§ **Tareas pendientes**
1) Según el texto sobre Trieste, ¿qué parte de los actuales residentes de la ciudad son descendientes de aquella planificada limpieza étnica?
2) Identifica en los registros cada línea que contenga la palabra "basket" y cópiala.

§ **Texto proporcionado**
• • • • •
En pocos lugares como en Trieste se llevan encima las señas personales, las raíces a las que se les termina perdiendo el rastro en un laberinto de genealogías mestizas, con la misma naturalidad con la que uno se embute en el abrigo en aquellos días de invierno en los que la bora sopla furiosa, barre los callejones de la ciudad vieja y en la que solo resisten imperturbables las legiones de gatos callejeros. En la escalera era el saludo con el vecino que se había amoldado de nuevo —tras su divorcio con una campesina friulana de las marismas del interior de Grado—, a vivir con sus padres de añeja cuna istriana. Era el asomarse, al pasar por Via della Ghega, al bazar del señor Ariel, nacido en la remota Estambul y que, pese a sus muchos años permaneciendo en pie tras un mostrador ennegrecido por las modestas transacciones cotidianas, se empeñaba en seguir sacando mentalmente sus cuentas en judeo-español, como quien le reza en murmullo apenas comprensible a un dios desconocido. Y una vez llegado al aula de Via Lazzaretto Vecchio, donde esperaban diligentes los estudiantes, dar un vistazo al listado en el que los apellidos de ascendencia latina, eslava, germánica, húngara y aún albanesa se hallaban mezclados.
Para colmo Trieste había padecido durante buena parte de la segunda mitad del siglo XX las consecuencias de haberse constituido en punto limítrofe con una estrecha no man’s land en cuya vertiente opuesta se iniciaban las tierras del socialismo real. Una fatalidad geopolítica que, en años de gélida guerra fría, hizo que se convirtiera en trinchera avanzada del bloque occidental a tiro de granada del frente enemigo. Hasta el punto de que en los años sucesivos al segundo conflicto bélico, cuando la ciudad se hallaba todavía bajo el control de tropas anglo-americanas, terminó convirtiéndose en el primer refugio de los italianos barridos desde Istria por los dirigentes de la República Federativa de Yugoslavia, desencadenando el drama humano que Marisa Madieri reconstruyó pacientemente en las páginas de Verde agua (1987). Sobrecoge de hecho pensar que los descendientes de aquella planificada limpieza étnica constituyen todavía una tercera parte de los actuales residentes en el enclave del Alto Adriático. Una circunstancia que, de algún modo, ha terminado minando el carácter de quienes echaron el ancla en esta rada segura con la convicción de que, pasado el temporal, podría reanudarse la singladura rumbo a cualquier parte.
• • • • •
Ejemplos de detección
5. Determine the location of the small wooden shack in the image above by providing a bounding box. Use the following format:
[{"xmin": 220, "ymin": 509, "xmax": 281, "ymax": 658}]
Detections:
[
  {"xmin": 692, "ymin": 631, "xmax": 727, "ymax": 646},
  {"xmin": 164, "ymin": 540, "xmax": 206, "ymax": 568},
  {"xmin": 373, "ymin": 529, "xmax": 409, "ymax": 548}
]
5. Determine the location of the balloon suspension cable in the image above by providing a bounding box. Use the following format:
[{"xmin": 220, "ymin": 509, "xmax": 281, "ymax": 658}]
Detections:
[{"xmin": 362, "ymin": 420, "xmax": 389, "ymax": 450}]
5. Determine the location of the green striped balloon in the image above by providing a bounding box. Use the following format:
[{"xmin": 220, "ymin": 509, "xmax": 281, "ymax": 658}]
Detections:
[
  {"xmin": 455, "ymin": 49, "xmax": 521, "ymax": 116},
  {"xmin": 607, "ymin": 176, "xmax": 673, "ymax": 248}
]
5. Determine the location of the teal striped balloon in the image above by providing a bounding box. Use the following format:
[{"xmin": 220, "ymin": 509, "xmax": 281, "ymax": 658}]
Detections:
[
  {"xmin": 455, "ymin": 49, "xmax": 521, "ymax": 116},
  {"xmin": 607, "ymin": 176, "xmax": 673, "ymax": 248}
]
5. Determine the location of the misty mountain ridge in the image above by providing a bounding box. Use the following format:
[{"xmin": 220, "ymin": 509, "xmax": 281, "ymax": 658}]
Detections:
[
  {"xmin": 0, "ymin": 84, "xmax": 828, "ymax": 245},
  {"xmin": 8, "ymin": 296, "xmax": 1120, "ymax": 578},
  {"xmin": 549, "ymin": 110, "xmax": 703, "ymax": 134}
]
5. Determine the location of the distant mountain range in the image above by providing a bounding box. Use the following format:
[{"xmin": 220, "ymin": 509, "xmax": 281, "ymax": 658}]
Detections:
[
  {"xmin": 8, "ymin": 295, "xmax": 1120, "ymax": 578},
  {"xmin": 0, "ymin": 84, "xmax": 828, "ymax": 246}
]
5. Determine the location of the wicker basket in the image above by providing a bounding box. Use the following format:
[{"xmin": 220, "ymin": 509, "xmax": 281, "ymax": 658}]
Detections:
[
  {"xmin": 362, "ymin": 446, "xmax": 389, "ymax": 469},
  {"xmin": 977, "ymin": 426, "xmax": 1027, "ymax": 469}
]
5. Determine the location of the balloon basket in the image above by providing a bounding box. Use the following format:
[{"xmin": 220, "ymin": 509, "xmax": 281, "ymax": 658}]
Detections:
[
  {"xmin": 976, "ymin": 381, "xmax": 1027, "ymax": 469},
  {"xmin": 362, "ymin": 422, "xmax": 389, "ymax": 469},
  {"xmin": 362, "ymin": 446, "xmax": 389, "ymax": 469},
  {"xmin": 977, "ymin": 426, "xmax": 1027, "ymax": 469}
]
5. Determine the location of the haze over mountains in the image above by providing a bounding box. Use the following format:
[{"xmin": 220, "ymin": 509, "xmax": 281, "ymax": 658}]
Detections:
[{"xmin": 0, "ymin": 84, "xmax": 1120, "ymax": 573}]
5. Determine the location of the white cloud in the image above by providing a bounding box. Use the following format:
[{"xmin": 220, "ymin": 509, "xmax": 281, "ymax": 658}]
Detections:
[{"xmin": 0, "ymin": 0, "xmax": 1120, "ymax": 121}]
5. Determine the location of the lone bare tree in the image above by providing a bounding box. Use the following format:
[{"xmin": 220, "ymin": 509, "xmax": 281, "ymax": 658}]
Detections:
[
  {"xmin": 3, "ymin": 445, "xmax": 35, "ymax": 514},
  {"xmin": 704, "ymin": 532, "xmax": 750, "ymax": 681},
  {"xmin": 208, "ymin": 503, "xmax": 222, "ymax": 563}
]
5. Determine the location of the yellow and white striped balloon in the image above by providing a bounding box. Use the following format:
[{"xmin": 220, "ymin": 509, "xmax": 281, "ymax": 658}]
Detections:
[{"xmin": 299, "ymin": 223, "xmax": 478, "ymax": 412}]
• • • • •
§ **Respuestas correctas**
1) Una tercera parte de los actuales residentes.

2)
5. Determine the location of the wicker basket in the image above by providing a bounding box. Use the following format:
5. Determine the location of the balloon basket in the image above by providing a bounding box. Use the following format:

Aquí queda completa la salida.